_Stated goal_.
From the records below, transcribe every line starting at the one that contains "Exercise. Point out the photograph" and ending at the one that contains "[(289, 214)]", including both of those lines.
— Start Input records —
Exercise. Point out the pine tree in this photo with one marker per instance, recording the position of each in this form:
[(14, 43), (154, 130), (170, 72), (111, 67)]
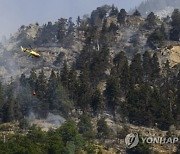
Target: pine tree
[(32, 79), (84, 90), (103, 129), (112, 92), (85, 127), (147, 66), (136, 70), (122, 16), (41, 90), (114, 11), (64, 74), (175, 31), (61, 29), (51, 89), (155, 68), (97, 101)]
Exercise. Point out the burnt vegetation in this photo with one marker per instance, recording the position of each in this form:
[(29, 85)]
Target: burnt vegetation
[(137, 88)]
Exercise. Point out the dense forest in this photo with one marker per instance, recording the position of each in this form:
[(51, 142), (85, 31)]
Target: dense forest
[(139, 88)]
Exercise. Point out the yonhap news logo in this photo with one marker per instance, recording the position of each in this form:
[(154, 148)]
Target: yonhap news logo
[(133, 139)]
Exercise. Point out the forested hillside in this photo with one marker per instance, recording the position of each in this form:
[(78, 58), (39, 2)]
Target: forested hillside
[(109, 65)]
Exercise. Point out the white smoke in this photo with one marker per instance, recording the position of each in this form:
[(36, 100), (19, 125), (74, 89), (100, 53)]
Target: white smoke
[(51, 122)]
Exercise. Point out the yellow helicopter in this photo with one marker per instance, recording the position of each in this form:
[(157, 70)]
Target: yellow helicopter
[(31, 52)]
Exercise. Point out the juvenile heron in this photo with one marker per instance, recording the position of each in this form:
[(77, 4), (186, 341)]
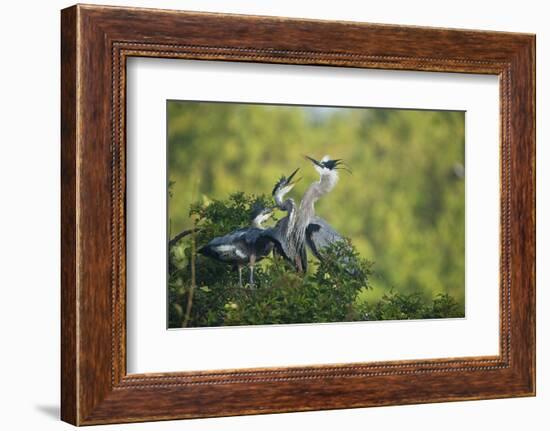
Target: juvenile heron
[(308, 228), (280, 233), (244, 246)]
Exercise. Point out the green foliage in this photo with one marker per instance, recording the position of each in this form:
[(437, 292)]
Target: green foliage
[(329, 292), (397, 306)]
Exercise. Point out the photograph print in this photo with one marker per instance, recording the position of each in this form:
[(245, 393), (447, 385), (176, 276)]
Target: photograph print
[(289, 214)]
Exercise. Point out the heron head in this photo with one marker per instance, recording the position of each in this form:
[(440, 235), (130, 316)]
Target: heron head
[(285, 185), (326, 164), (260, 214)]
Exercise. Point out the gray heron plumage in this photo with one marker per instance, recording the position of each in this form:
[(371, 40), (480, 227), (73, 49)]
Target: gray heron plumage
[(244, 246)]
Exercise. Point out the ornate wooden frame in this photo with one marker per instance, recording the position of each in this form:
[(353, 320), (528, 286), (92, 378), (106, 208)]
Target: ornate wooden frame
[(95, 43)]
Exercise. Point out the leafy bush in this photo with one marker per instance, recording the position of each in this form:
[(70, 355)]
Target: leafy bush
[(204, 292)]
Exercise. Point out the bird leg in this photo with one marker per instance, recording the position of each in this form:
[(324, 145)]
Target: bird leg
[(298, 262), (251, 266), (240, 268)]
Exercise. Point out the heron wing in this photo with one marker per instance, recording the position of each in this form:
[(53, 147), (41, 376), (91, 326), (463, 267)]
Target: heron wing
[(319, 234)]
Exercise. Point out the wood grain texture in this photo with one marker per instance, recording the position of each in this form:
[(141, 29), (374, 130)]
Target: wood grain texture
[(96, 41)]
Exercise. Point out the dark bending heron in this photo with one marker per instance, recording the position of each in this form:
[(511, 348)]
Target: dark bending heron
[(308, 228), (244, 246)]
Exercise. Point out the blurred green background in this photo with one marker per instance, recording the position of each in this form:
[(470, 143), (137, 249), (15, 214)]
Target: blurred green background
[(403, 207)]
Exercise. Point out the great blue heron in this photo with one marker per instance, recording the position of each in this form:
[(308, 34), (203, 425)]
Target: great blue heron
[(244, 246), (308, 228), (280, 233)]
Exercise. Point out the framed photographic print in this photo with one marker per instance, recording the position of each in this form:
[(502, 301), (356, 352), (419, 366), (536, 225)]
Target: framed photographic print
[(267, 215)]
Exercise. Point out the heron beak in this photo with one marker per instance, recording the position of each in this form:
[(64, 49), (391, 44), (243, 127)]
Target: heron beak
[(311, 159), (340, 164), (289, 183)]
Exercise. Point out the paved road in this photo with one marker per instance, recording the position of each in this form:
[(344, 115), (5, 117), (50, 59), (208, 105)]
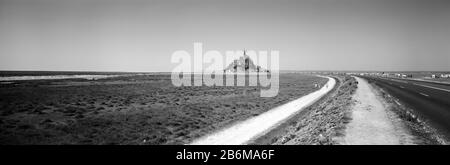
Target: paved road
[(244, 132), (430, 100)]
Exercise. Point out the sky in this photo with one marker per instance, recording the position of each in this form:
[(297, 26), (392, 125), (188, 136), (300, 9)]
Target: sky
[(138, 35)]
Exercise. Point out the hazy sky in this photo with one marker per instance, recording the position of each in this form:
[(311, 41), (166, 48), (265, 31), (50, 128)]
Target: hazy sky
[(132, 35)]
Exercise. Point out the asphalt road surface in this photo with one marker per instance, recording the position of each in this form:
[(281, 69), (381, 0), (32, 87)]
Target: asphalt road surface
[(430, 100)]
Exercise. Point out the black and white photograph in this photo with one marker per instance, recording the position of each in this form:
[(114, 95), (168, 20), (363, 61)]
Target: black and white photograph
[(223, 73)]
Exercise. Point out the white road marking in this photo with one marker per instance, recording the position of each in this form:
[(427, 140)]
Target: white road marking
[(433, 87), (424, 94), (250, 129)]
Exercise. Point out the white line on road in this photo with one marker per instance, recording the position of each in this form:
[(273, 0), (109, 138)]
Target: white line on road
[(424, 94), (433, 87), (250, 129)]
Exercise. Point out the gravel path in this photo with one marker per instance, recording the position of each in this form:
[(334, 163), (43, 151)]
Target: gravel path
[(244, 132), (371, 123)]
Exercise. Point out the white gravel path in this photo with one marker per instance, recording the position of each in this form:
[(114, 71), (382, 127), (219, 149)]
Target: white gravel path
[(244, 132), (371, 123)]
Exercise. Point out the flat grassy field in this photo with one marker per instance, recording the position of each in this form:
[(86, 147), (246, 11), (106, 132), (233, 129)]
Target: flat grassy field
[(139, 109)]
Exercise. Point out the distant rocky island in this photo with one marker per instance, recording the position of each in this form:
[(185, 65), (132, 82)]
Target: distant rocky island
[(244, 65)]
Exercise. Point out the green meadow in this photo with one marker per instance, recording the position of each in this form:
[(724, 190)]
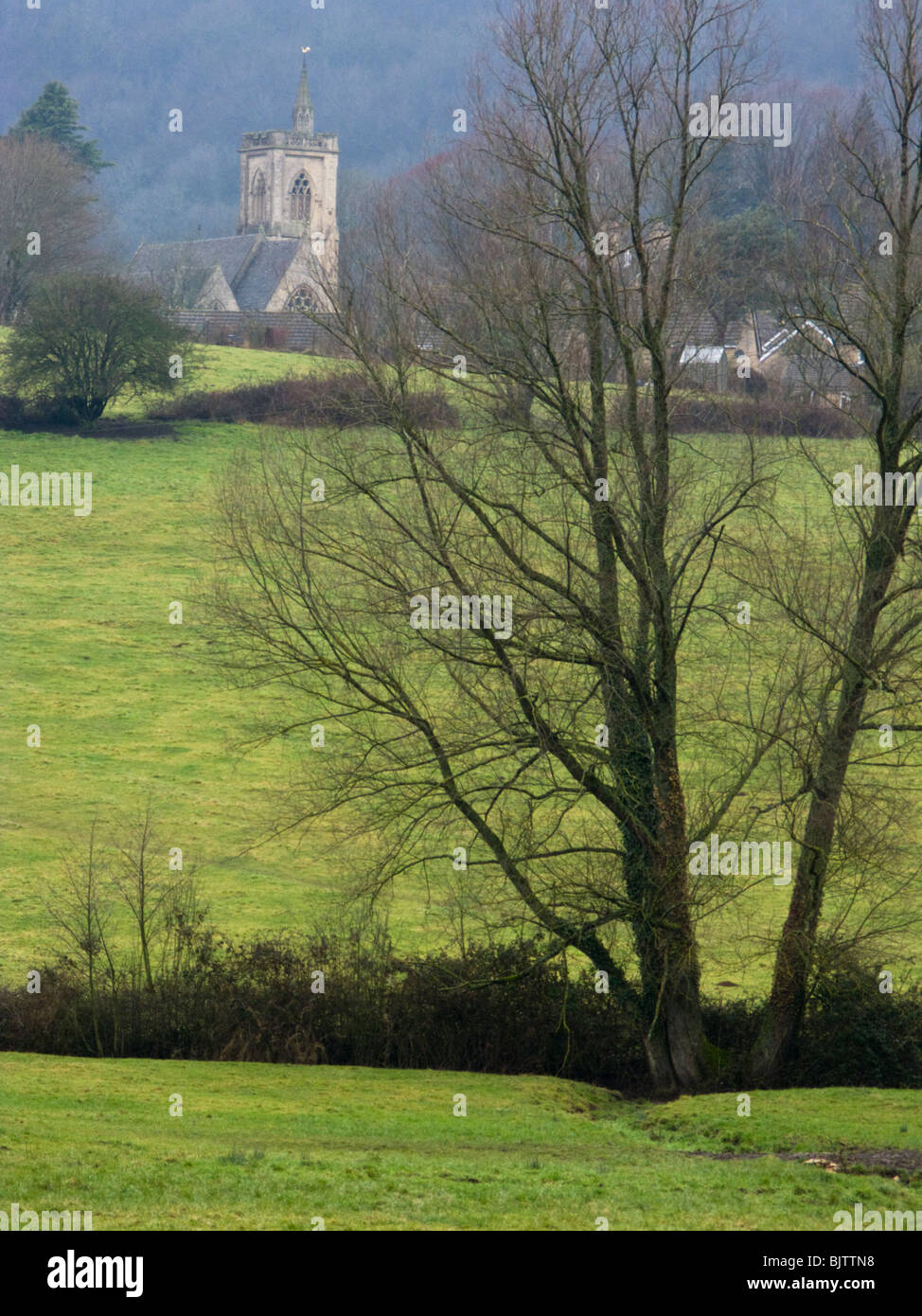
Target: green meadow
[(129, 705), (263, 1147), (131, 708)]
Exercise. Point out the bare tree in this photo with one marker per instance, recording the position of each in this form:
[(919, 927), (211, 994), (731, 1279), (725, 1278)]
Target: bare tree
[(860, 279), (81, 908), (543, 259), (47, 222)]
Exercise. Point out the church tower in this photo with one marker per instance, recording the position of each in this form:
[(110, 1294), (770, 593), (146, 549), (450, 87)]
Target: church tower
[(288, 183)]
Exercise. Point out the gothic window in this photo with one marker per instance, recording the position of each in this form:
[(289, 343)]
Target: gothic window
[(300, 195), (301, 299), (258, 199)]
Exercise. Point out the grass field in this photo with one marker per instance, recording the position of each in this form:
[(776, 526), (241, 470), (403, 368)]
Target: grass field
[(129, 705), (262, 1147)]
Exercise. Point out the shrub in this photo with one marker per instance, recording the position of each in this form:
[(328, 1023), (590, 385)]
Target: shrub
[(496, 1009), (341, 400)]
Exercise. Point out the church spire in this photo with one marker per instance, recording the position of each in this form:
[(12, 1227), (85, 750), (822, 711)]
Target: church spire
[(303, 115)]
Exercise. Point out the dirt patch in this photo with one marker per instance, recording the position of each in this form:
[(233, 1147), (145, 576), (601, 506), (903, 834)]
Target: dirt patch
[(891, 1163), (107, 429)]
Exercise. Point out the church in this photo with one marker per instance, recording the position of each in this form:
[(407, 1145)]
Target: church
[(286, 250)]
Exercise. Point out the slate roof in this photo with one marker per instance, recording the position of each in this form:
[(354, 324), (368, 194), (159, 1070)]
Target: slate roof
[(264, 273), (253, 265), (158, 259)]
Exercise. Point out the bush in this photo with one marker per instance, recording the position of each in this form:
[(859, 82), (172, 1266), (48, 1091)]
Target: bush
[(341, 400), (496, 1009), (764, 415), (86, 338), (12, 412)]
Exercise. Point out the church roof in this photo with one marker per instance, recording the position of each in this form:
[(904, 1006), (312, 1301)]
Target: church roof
— End Input records —
_Task answer_.
Exercise. Point out the photograph print in this photo with one marker per instance, recording the position of each in this form:
[(245, 393), (447, 385), (176, 276)]
Target: photograph print
[(289, 214)]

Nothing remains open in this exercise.